## Job
Collect each line of the data below that contains the word "fleece", and copy those lines in full.

## Information given
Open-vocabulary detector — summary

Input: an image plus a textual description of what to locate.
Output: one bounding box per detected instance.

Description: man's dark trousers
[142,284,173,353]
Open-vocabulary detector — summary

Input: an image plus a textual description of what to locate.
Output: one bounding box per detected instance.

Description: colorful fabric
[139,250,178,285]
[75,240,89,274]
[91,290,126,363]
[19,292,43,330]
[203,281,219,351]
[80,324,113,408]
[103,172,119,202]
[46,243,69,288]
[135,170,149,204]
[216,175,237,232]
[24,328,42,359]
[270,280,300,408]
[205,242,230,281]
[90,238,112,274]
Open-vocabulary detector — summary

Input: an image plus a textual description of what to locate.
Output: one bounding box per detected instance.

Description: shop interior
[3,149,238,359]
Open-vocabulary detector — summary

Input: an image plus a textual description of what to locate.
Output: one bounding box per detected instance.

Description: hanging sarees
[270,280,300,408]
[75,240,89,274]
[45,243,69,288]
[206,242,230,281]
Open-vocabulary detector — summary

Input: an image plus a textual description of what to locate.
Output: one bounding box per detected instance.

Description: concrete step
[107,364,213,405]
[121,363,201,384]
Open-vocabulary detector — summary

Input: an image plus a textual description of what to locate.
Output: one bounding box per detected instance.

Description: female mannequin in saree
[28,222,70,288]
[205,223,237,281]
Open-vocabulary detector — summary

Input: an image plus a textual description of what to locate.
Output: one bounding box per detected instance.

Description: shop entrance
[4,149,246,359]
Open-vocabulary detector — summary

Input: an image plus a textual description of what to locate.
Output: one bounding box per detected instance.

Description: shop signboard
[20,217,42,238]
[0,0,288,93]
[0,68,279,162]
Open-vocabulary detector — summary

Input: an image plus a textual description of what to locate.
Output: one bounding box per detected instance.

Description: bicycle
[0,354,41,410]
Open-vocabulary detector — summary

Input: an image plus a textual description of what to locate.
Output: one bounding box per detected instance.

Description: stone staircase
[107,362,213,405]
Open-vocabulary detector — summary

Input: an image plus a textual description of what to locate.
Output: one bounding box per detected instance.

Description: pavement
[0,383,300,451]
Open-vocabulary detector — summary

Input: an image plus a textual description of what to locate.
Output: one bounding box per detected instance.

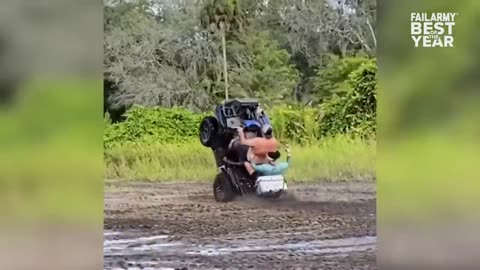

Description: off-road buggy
[200,99,287,202]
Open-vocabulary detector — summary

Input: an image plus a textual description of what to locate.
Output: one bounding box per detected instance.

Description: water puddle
[103,231,376,269]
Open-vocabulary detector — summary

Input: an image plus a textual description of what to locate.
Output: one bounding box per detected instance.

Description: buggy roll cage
[215,99,270,127]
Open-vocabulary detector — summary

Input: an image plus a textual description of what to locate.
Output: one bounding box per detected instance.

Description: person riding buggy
[200,99,290,202]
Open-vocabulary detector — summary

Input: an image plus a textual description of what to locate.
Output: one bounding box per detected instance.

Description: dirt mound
[104,180,377,269]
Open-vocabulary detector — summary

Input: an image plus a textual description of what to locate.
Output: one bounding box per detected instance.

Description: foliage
[104,0,376,113]
[104,106,204,148]
[269,105,320,145]
[230,32,299,104]
[105,136,376,182]
[313,54,369,103]
[320,59,377,136]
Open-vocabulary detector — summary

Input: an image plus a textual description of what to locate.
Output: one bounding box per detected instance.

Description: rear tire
[213,172,235,203]
[199,116,218,147]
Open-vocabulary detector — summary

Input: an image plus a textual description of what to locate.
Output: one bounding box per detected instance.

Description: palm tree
[201,0,241,99]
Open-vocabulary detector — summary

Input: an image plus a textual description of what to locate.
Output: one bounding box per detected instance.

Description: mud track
[104,182,378,270]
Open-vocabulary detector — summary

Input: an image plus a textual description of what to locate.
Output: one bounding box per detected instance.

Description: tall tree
[201,0,242,99]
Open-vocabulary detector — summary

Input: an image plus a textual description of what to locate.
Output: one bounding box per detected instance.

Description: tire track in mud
[104,180,377,269]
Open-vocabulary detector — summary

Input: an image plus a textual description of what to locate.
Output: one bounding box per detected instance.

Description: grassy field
[105,137,376,182]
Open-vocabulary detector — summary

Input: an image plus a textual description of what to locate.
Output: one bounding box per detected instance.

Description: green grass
[105,137,376,182]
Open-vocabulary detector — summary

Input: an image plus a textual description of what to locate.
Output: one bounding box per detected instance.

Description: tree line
[104,0,376,121]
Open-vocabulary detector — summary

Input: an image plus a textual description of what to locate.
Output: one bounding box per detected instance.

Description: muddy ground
[104,182,378,270]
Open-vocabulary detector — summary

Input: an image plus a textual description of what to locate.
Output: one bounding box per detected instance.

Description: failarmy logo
[410,12,458,48]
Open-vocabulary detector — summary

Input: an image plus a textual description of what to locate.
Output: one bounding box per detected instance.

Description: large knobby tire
[213,172,235,203]
[199,116,218,147]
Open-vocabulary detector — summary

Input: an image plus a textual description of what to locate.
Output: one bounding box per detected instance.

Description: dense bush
[320,59,377,137]
[104,59,377,148]
[313,54,370,102]
[104,106,204,148]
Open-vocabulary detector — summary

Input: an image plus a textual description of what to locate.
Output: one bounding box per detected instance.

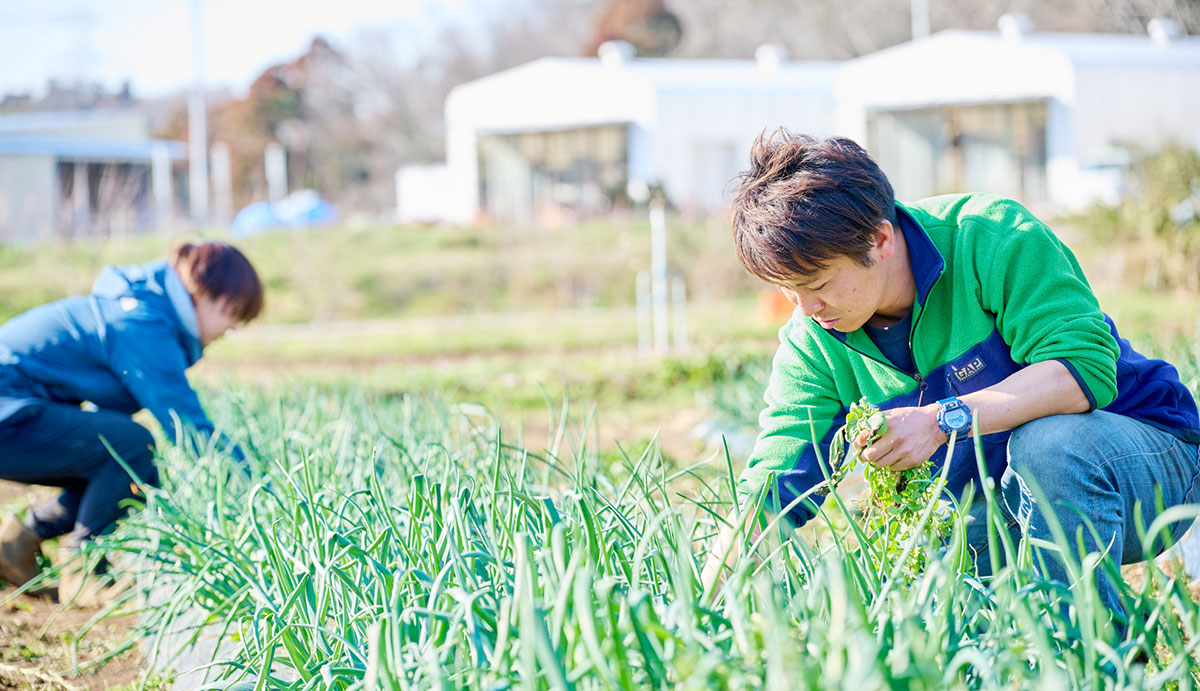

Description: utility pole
[187,0,209,228]
[911,0,930,41]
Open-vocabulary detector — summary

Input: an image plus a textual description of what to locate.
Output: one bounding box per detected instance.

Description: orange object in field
[755,288,796,324]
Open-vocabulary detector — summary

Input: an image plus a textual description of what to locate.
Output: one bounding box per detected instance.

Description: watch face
[942,409,971,429]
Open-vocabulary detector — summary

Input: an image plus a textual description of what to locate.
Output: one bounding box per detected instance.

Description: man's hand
[854,404,947,470]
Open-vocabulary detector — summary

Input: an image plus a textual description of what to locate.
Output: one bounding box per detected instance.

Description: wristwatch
[937,396,971,437]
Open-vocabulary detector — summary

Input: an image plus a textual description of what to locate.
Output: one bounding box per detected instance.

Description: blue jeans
[0,402,158,548]
[967,410,1200,612]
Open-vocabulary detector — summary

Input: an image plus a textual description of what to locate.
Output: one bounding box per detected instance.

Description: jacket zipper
[841,287,931,408]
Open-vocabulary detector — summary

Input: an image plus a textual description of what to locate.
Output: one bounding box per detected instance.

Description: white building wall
[653,84,834,211]
[0,156,58,240]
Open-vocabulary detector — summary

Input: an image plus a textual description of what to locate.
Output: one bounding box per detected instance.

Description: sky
[0,0,463,97]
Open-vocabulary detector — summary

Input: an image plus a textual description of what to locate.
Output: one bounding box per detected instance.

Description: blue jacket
[0,259,244,461]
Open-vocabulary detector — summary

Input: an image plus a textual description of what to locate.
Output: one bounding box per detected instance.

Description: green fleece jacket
[738,194,1200,523]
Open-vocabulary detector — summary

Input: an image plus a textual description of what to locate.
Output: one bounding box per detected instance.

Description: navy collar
[896,204,946,310]
[809,203,946,343]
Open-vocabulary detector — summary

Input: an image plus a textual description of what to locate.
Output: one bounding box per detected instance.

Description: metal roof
[0,136,187,161]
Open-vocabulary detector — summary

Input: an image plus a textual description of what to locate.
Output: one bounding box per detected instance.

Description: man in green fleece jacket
[709,131,1200,611]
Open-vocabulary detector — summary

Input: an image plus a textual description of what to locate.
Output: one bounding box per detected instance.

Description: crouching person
[707,131,1200,618]
[0,242,263,600]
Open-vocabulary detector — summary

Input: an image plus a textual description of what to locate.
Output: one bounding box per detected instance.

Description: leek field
[88,371,1200,689]
[0,214,1200,690]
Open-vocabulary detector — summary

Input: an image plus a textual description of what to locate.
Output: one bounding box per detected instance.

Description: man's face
[196,295,241,347]
[779,252,883,332]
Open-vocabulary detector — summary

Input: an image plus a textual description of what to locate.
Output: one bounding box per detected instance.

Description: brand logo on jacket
[954,356,985,381]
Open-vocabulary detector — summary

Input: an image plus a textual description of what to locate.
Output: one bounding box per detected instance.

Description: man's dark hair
[733,128,896,283]
[169,242,263,322]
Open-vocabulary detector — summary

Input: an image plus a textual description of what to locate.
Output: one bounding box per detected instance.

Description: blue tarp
[233,190,341,238]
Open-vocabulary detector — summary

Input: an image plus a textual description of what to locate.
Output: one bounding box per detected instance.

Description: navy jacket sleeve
[109,309,245,461]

## Answer to this exercise
Description: green fleece jacket
Description: man in green fleece jacket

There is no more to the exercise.